PROVIDED DATA:
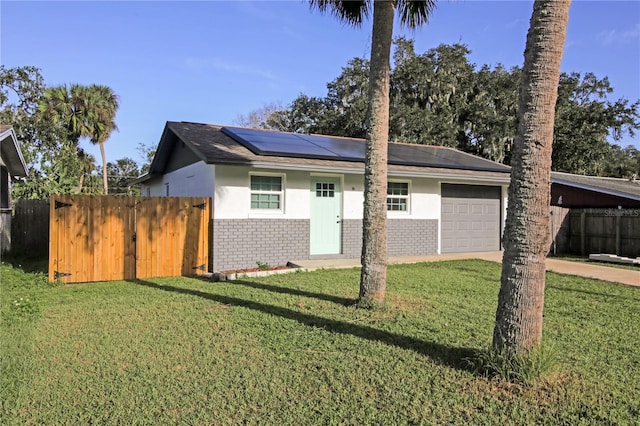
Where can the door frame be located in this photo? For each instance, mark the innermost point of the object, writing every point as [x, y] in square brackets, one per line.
[340, 177]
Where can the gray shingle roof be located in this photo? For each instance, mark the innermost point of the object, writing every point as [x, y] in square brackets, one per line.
[212, 146]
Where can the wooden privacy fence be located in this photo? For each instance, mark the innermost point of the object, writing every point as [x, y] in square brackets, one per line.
[103, 238]
[30, 228]
[611, 231]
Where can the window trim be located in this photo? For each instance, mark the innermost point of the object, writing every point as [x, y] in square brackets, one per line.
[406, 197]
[281, 193]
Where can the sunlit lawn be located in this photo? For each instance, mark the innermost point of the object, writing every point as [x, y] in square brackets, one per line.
[291, 349]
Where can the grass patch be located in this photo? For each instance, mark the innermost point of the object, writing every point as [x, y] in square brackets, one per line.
[526, 369]
[597, 262]
[294, 349]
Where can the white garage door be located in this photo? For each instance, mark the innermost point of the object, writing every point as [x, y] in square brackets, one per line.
[470, 218]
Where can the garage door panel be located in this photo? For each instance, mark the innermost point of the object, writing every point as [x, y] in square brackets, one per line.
[447, 208]
[462, 209]
[470, 223]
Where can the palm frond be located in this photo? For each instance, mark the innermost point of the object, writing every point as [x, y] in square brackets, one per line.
[415, 13]
[353, 12]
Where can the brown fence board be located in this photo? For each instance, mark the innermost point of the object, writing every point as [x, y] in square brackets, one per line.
[102, 238]
[611, 231]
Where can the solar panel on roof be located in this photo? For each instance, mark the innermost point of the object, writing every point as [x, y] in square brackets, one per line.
[269, 143]
[345, 149]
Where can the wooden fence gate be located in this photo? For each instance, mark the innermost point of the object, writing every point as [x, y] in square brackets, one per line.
[104, 238]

WHAT IS REQUIRED:
Where an entry holds a picture, leave the picture out and output the rest exactly.

SOLVED PROBLEM:
Where can the door frame be located in this photo? For each instance, mark the innermost point of the object, writing every point as [x, y] in square brackets, one per line.
[340, 177]
Where can the gray shingle roof be located in this photo? For each instance, mark the innermost point of the object, writing every point as [x, y] in square brackets, one per line.
[212, 146]
Where can the wooden privacy fence be located in this photo? For each instance, mark the innermost point of the object, writing every point as [x, y] in square brackets, one per line.
[103, 238]
[30, 228]
[611, 231]
Where can the window trim be located in this photo? For each instance, mark the innermost point of the object, writing every point as [x, y] in square brackets, one per line.
[406, 197]
[281, 193]
Where can the sunlit lawn be located in this photo? For each instance, mark the innermost point of the object, writing every point as [x, y] in square brackets, one per line.
[291, 349]
Where can the grass patch be located in this photo? For each instance, mark the innermost point of the object, writing every point as [x, y] in square brackets, one per line.
[526, 369]
[597, 262]
[294, 349]
Where can the white garage door be located in this photo? For each instance, mark the innermost point of the object, writing every point as [x, y] in square brackets, one per line.
[470, 218]
Where can the garage door panel be located in this photo? For each instance, mark the innermost point of the object, writing every point as [x, y] in square brackets, one per line.
[447, 208]
[462, 209]
[470, 223]
Where can the palm frond be located in this photo? For each instance, mark the innermost point of the object, writing every point as [x, y] in square brackets, one per line.
[415, 13]
[353, 12]
Where can the brown fence board be located in this photo? For each instance, mark the innermost point of the object, writing every point as [x, y] in square brackets, one per line.
[102, 238]
[611, 231]
Where can the solar panel on roof be located in this photo? For each instance, mark the innermost point of the object, writing every point as [x, y] in square brackets, one per line.
[269, 143]
[345, 149]
Where can the wooden fence gate be located in this photo? For each instance, mark the innermost point of the object, writing every point as [x, y] in square brackets, one per line.
[104, 238]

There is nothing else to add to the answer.